Work to be completed: Write out these lines exactly, from the start through the line that contains "top-left (146, 194), bottom-right (375, 222)", including that line.
— Start Data for this exercise —
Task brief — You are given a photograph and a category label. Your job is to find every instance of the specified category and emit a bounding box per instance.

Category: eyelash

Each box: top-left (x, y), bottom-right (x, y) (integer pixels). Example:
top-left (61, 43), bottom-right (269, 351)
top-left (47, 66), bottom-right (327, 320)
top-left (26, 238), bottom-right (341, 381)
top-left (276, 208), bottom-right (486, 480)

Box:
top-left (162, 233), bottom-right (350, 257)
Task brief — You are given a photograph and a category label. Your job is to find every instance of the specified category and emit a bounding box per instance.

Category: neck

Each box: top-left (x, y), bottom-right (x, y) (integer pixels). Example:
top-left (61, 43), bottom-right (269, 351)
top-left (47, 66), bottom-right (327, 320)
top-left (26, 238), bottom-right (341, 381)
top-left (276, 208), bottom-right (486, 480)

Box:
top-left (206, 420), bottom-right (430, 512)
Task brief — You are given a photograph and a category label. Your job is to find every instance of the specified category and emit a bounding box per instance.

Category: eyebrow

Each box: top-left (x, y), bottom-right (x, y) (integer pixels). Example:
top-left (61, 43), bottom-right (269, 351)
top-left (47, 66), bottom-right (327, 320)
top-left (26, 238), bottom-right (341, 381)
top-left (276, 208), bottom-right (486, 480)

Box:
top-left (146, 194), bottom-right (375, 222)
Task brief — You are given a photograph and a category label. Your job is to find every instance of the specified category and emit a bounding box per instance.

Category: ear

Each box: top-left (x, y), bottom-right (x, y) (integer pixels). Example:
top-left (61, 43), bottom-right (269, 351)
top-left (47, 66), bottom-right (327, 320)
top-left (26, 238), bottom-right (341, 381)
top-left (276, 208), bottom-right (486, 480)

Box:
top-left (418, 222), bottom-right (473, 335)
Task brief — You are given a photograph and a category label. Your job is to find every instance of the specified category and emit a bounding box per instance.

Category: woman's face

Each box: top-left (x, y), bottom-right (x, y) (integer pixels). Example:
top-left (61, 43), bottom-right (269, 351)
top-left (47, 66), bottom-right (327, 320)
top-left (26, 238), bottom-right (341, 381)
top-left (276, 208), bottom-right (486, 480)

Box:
— End Data for this exercise —
Exercise solution:
Task brief — You are given a photograph and a category label. Your job is to find every instance of the specified category and emit a bounding box per instance.

Category: eyelash

Each box: top-left (x, y), bottom-right (x, y) (integer pixels). Example:
top-left (61, 43), bottom-right (269, 351)
top-left (47, 66), bottom-right (327, 320)
top-left (26, 238), bottom-right (341, 381)
top-left (276, 208), bottom-right (486, 480)

Box:
top-left (162, 233), bottom-right (350, 257)
Task brief — You are given a photograph and a category label. Your job is to find every instance of the specified category and emit a bounding box per instance.

Category: neck

Each box: top-left (x, y), bottom-right (x, y) (integer pixels). Example:
top-left (61, 43), bottom-right (269, 351)
top-left (47, 66), bottom-right (327, 320)
top-left (26, 238), bottom-right (341, 381)
top-left (276, 208), bottom-right (486, 480)

Box:
top-left (206, 420), bottom-right (430, 512)
Task brief — You are given a photograph and a category label. Your job is to find every instance of the specified category and emit a bounding box per instance.

Category: eyebrow

Each box: top-left (x, y), bottom-right (x, y) (integer pixels). Example:
top-left (61, 43), bottom-right (269, 351)
top-left (47, 66), bottom-right (327, 320)
top-left (26, 238), bottom-right (341, 381)
top-left (276, 208), bottom-right (486, 480)

Box:
top-left (146, 194), bottom-right (375, 222)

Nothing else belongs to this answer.